Problem statement.
Convert the listing below into a JSON list of strings with one string per line, starting at its first line and ending at the line that contains "119,56 -> 298,266". Include both end lines, skip blank lines, and leave the pictures out.

Given information.
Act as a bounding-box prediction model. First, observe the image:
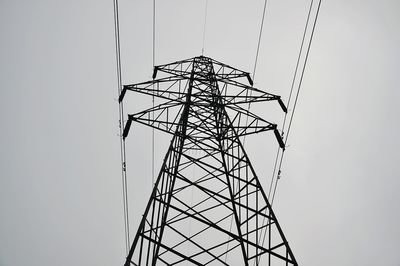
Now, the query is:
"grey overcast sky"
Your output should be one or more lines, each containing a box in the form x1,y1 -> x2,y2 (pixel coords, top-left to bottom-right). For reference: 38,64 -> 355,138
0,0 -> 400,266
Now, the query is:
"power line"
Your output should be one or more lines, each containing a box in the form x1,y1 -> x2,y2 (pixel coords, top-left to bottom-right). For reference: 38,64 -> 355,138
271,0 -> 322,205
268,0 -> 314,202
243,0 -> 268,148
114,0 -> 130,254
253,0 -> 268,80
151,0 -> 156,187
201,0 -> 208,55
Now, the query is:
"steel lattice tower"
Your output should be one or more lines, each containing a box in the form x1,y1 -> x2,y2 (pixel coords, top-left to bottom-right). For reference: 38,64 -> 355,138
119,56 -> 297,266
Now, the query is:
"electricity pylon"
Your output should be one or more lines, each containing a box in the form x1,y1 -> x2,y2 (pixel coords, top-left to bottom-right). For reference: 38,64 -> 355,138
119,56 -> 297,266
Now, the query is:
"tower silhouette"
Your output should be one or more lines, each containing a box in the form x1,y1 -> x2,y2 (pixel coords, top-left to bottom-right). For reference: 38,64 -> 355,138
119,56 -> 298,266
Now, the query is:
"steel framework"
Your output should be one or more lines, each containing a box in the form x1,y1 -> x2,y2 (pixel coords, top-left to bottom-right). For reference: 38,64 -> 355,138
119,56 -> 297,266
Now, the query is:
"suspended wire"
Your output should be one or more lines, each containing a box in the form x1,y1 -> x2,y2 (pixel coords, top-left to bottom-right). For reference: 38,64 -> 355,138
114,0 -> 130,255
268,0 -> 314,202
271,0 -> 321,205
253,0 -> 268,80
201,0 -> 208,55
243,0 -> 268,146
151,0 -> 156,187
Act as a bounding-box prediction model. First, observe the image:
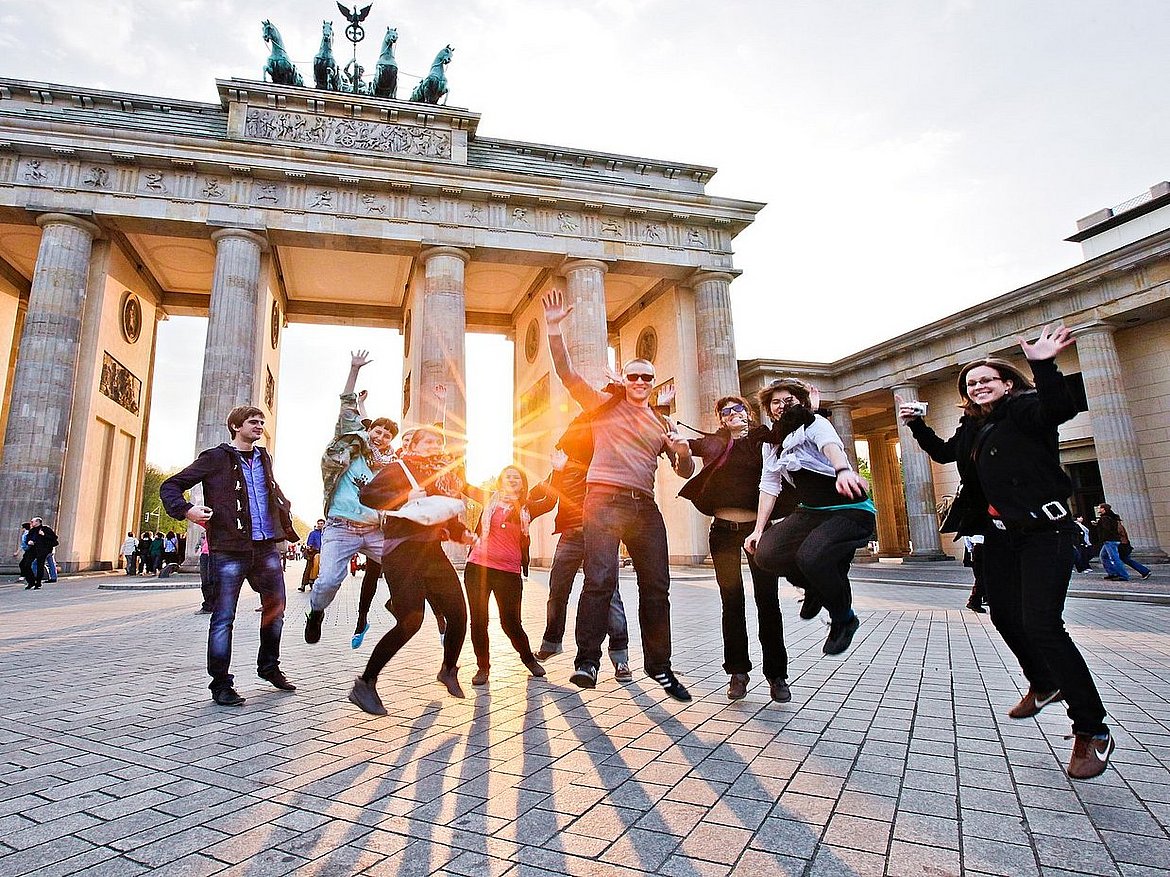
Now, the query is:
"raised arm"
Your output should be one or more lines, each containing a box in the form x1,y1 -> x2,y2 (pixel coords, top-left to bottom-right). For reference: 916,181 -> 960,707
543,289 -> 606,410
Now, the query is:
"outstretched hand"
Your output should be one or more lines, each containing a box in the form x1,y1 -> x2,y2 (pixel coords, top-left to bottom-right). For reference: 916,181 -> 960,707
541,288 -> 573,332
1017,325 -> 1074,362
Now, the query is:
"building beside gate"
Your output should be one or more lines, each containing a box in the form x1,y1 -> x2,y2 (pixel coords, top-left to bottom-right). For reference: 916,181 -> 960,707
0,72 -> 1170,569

Answer to the exercise.
[
  "Act as a bounding-box prediction model. First, observe the image:",
  "Now, the query is:",
  "\"grey overcast sky\"",
  "Your output should be one or more lines, each containing a box in the form x1,y1 -> x2,y2 (pixel coords, top-left to bottom-right). For reference: 38,64 -> 355,138",
  "0,0 -> 400,266",
  "Now, the query is:",
  "\"power line\"",
  "Your output should be one or more lines, each containing a box in the form x1,y1 -> x2,y2 (pixel coords, top-left to bottom-right). For reference: 38,64 -> 355,138",
  "271,0 -> 322,205",
  "268,0 -> 314,202",
  "243,0 -> 268,148",
  "114,0 -> 130,254",
  "253,0 -> 268,80",
  "151,0 -> 156,187",
  "201,0 -> 208,55",
  "Now, the query is:",
  "\"steel lattice tower\"",
  "Your output should be one or more lines, each containing a box in the form x1,y1 -> x2,y2 (pixel coords, top-left to bottom-right). For reference: 38,64 -> 355,138",
  "119,56 -> 297,266",
  "Now, the query is:",
  "\"electricity pylon\"",
  "Your output should be one or more lines, each containing a box in the form x1,y1 -> x2,y2 (pixel coords, top-left to bottom-right). For reference: 38,64 -> 355,138",
  "119,56 -> 297,266",
  "Now, the query is:",
  "\"tower silhouette\"",
  "Your output should be one or more lines, each containing a box in the form x1,y1 -> x2,y2 (pixel coords, top-left to bottom-right). For reference: 38,64 -> 355,138",
  "119,56 -> 298,266"
]